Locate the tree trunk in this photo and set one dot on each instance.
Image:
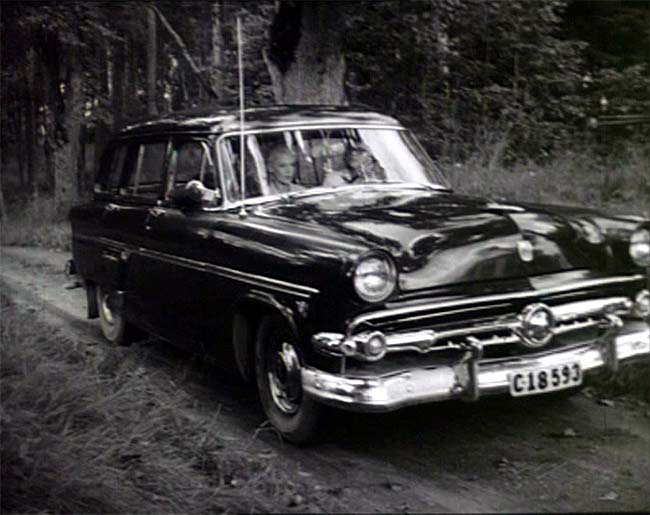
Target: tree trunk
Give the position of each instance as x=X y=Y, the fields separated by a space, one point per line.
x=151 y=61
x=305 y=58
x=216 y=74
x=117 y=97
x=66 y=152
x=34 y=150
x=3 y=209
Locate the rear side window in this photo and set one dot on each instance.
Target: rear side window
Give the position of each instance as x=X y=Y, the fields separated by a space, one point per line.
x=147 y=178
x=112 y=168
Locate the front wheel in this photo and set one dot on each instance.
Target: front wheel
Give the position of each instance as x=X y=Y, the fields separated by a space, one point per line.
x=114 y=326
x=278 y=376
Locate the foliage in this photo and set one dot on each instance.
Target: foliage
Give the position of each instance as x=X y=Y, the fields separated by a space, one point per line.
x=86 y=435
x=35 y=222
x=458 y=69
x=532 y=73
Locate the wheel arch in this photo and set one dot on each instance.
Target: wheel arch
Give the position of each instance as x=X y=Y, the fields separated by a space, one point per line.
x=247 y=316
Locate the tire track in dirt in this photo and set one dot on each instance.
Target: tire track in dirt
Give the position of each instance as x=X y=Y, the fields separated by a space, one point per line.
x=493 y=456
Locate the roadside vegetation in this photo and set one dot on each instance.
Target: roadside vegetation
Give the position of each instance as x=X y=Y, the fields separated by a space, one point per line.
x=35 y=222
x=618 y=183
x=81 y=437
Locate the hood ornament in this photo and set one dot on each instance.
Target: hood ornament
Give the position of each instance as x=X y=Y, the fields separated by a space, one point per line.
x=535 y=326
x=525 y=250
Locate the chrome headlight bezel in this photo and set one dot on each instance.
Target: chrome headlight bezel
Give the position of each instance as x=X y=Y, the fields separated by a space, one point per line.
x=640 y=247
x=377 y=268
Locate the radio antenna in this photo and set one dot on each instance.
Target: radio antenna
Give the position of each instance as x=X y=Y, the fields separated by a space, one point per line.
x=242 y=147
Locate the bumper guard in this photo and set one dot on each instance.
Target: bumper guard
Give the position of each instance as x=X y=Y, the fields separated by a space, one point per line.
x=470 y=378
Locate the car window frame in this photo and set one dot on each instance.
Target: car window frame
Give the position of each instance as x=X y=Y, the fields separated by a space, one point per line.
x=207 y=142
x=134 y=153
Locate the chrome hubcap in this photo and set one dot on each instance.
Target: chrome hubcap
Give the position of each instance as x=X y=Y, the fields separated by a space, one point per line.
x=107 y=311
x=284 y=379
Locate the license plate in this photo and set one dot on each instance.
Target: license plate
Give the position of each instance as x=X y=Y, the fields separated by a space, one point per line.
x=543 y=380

◇ ◇ ◇ ◇ ◇

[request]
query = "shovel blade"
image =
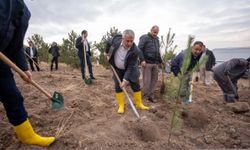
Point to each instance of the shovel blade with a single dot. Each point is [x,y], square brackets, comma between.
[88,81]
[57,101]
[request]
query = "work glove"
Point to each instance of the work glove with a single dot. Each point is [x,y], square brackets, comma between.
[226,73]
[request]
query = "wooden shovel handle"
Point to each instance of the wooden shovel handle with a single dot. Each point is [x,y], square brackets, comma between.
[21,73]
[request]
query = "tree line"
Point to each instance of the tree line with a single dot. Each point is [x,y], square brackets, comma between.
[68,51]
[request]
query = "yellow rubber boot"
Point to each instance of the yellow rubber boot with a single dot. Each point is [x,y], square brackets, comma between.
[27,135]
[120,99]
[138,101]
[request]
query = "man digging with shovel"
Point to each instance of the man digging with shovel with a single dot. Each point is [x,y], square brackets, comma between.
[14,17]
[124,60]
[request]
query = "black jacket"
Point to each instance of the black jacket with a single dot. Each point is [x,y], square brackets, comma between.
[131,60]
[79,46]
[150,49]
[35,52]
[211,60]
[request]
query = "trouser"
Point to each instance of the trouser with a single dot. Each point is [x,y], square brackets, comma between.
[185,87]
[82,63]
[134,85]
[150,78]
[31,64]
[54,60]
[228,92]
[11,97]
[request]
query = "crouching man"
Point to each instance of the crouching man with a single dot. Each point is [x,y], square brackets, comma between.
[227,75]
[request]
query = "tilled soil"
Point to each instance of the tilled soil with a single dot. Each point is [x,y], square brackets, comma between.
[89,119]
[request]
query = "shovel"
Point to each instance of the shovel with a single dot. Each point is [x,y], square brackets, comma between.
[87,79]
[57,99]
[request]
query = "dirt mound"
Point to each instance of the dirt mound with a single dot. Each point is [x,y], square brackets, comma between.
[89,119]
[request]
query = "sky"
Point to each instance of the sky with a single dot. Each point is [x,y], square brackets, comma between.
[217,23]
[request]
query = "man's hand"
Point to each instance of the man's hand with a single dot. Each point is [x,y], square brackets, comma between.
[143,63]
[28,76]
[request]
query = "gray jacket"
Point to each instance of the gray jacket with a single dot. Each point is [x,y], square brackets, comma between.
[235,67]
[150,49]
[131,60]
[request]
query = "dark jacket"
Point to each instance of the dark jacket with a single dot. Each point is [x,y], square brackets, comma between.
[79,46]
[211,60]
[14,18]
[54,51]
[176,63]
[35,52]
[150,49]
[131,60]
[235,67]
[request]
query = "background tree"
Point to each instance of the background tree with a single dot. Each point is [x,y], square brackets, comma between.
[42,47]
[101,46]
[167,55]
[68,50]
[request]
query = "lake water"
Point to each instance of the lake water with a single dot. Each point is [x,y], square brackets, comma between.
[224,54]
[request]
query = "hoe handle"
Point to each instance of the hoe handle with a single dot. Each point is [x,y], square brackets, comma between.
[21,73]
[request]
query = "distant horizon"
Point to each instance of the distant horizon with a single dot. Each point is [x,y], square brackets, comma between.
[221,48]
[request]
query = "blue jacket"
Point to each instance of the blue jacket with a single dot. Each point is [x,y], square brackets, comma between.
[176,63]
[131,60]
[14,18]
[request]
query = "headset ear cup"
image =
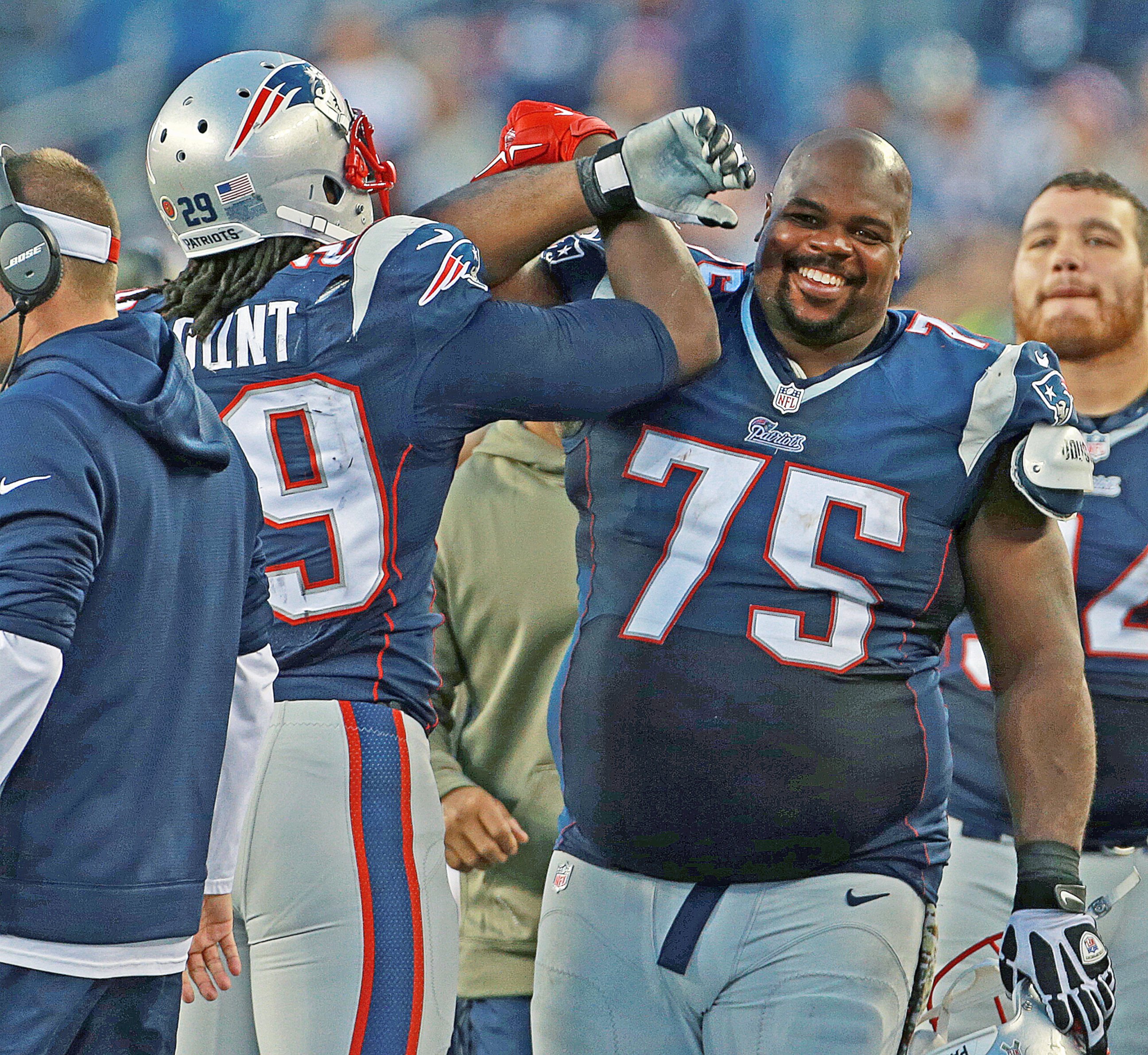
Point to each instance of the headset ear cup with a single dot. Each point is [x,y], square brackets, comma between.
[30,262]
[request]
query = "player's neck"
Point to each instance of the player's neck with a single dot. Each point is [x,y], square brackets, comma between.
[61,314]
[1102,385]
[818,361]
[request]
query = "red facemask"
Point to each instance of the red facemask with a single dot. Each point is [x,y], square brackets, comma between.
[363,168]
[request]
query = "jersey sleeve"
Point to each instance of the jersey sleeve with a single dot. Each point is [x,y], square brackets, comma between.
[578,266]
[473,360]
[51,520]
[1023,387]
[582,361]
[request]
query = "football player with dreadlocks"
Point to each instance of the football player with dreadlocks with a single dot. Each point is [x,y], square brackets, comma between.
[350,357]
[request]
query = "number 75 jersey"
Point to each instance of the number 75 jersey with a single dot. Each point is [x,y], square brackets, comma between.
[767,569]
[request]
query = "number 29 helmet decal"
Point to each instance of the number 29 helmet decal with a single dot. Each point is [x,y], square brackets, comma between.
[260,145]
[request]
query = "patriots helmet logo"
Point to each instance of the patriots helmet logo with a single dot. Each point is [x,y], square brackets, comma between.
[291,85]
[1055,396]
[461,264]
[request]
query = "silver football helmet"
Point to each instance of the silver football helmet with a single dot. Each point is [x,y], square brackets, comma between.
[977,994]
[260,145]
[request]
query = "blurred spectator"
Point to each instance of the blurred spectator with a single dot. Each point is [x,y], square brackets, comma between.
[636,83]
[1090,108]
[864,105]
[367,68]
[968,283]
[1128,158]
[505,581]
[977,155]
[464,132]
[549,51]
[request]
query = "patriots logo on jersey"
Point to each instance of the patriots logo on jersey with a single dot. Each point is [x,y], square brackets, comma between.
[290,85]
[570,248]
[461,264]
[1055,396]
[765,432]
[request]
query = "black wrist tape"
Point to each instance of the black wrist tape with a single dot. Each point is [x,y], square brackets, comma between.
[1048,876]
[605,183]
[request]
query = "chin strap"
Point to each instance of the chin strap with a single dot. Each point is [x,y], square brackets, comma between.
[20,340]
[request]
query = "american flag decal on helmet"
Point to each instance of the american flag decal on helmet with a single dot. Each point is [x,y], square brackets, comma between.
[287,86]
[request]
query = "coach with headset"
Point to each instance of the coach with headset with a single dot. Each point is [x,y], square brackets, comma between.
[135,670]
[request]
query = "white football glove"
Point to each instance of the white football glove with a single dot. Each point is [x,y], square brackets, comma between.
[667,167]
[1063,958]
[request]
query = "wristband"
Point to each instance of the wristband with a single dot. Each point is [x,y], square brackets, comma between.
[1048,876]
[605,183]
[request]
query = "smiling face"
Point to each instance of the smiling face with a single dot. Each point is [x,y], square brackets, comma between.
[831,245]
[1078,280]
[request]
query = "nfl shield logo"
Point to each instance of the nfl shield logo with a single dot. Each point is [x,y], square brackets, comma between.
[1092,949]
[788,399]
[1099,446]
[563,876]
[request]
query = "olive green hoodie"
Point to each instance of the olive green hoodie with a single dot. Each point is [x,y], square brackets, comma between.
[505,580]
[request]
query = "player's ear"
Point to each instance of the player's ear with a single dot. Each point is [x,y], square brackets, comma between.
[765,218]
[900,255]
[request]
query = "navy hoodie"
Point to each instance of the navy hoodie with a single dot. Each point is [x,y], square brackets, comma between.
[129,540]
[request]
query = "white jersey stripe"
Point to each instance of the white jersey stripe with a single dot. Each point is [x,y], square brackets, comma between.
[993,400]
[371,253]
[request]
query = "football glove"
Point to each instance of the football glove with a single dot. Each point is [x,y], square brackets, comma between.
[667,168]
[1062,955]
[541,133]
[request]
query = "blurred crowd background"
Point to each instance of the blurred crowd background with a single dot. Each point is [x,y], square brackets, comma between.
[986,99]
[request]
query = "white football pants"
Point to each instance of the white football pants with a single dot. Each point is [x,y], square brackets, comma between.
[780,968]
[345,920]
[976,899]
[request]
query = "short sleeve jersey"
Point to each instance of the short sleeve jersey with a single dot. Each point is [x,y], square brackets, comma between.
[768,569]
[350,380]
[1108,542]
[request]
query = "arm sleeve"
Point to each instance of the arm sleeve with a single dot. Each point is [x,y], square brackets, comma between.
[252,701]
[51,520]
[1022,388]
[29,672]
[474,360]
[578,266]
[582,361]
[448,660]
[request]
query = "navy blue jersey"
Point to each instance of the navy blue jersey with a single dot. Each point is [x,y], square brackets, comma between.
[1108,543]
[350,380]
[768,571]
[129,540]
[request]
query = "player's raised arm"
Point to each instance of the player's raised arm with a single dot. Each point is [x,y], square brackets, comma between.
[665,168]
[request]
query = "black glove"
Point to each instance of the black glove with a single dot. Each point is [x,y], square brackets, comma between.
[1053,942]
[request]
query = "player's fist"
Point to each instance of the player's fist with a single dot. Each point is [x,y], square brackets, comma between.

◇ ◇ ◇ ◇ ◇

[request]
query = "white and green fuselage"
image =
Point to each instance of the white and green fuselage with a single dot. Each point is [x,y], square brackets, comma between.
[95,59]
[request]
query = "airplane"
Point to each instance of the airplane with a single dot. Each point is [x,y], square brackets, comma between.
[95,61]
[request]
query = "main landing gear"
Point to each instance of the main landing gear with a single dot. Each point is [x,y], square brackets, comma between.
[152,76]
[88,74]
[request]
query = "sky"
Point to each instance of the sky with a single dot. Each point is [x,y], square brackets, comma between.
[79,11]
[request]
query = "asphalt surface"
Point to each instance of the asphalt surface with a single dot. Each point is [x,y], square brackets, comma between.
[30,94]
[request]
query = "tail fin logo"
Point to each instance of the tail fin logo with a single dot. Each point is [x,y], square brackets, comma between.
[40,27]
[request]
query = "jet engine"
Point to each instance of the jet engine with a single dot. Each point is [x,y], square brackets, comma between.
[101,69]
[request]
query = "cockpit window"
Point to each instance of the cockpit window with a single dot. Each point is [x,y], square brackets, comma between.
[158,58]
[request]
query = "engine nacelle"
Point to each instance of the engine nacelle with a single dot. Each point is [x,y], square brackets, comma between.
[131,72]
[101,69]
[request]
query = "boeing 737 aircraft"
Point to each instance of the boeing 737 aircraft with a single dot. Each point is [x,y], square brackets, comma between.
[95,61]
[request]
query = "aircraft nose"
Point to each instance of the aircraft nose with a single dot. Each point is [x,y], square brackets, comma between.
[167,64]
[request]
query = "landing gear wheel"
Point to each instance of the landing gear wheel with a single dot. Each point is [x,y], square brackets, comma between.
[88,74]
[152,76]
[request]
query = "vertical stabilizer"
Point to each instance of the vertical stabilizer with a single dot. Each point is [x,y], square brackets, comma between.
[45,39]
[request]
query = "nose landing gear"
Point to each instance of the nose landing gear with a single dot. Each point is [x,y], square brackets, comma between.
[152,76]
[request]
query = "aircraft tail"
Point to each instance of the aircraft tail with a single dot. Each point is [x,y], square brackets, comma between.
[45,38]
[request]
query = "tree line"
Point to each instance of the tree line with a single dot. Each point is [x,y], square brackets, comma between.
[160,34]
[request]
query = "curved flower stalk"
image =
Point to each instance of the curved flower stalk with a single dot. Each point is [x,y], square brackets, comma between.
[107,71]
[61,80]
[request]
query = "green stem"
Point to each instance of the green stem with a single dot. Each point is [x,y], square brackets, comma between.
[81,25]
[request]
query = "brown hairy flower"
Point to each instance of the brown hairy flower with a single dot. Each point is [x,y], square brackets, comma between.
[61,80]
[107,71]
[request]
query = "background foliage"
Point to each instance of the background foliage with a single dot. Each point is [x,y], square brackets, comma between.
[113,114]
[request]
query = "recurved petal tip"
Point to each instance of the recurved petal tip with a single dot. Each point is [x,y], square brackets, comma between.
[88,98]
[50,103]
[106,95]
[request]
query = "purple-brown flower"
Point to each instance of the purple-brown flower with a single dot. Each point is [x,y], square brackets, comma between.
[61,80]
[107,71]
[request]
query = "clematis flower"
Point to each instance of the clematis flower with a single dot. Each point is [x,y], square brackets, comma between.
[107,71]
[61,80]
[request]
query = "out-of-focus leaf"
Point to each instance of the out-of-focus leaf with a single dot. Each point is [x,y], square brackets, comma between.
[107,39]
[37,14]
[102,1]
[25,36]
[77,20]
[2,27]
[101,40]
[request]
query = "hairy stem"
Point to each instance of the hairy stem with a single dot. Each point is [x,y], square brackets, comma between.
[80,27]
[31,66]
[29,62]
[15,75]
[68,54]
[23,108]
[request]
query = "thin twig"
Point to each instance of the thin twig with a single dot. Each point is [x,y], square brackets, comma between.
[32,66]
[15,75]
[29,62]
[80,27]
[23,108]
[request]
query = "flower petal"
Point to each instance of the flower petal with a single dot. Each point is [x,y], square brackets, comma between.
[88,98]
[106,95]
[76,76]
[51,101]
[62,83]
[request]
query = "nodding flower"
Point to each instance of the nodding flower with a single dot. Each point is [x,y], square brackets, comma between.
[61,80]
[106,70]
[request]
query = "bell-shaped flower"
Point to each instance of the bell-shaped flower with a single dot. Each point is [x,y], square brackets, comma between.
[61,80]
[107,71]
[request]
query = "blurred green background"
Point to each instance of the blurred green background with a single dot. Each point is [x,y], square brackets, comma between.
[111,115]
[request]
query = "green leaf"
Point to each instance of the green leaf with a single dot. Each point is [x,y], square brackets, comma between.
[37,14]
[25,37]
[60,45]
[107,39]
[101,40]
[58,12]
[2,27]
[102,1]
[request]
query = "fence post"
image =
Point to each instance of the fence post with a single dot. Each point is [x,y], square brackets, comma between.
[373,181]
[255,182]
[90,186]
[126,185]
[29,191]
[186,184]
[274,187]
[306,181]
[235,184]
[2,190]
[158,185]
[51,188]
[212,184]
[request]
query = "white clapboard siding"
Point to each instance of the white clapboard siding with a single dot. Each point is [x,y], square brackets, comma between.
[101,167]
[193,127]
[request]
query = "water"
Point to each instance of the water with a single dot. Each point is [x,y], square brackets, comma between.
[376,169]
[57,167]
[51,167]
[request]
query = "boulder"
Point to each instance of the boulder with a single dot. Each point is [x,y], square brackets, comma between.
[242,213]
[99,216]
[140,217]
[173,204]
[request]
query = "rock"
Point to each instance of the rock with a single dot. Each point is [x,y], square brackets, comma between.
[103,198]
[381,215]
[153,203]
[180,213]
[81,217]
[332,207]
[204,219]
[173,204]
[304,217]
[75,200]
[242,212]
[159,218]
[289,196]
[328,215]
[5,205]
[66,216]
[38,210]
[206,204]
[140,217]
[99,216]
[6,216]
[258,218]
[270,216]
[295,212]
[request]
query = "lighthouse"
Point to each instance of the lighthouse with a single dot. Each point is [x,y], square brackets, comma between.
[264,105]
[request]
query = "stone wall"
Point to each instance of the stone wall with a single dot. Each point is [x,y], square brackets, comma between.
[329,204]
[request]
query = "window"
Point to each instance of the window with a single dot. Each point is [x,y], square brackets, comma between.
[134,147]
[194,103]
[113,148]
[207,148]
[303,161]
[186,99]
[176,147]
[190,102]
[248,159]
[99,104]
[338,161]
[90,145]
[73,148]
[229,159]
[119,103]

◇ ◇ ◇ ◇ ◇

Given problem >>
List every line in the records above that contains the word "nacelle", counting a line only if its letter case matches.

Expected output >>
query = "engine nacelle"
Point to each instance of the engine nacelle with a single dot. Each point is [x,y], square brackets, comma between.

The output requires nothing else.